=== Page extract ===

Wild Hogs is a pretty simple film for the most part. You have four guys who, for their own reasons, are finding their daily lives have gotten away from them. Their mid-life crises lead them to venture together on a cross country motorbike journey filled with enough peril to make them forget their ordinary lives and live the adventure of their dreams. The film has the standard sight gags that pretty much carry the first half of the film. Macy’s character has a rather amusing computer glitch in a Wi-Fi cafe. A lot of these jokes, often dealing with a gay cop who thinks the four are a pretty hot and tempting, get carried too far and get stale rather quickly. I could certainly do without the naked butt shots myself. The film actually starts to get interesting once the Hogs begin to interact with a real bike gang led by Ray Liotta. The ending reaches quite a bit to deliver the standard feel-good climax that usually requires a pretty hefty shot of insulin to bring the sweetness down to a tolerable level.

===

Please rewrite the Wild Hogs review's paragraph beginning "Wild Hogs is a pretty simple film" in a shorter form, keeping its main facts. The material after this review is separate from it.

=== Data block ===

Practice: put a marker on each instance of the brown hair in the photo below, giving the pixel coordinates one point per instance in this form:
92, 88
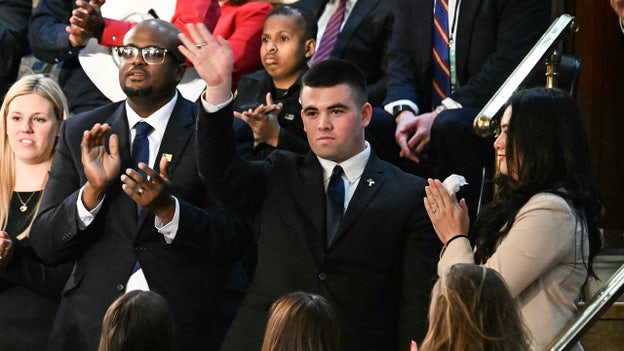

===

Written solution:
Wild Hogs is a simple film about four men whose mid-life crises send them on a risky cross-country motorbike trip that lets them escape their ordinary lives. Sight gags carry the first half, including Macy's character's computer glitch in a Wi-Fi cafe. Many jokes, often involving a gay cop attracted to the four, go on too long and grow stale, and the naked butt shots are unwelcome. The film becomes interesting when the Hogs meet a real bike gang led by Ray Liotta. The ending strains to deliver an overly sweet feel-good climax.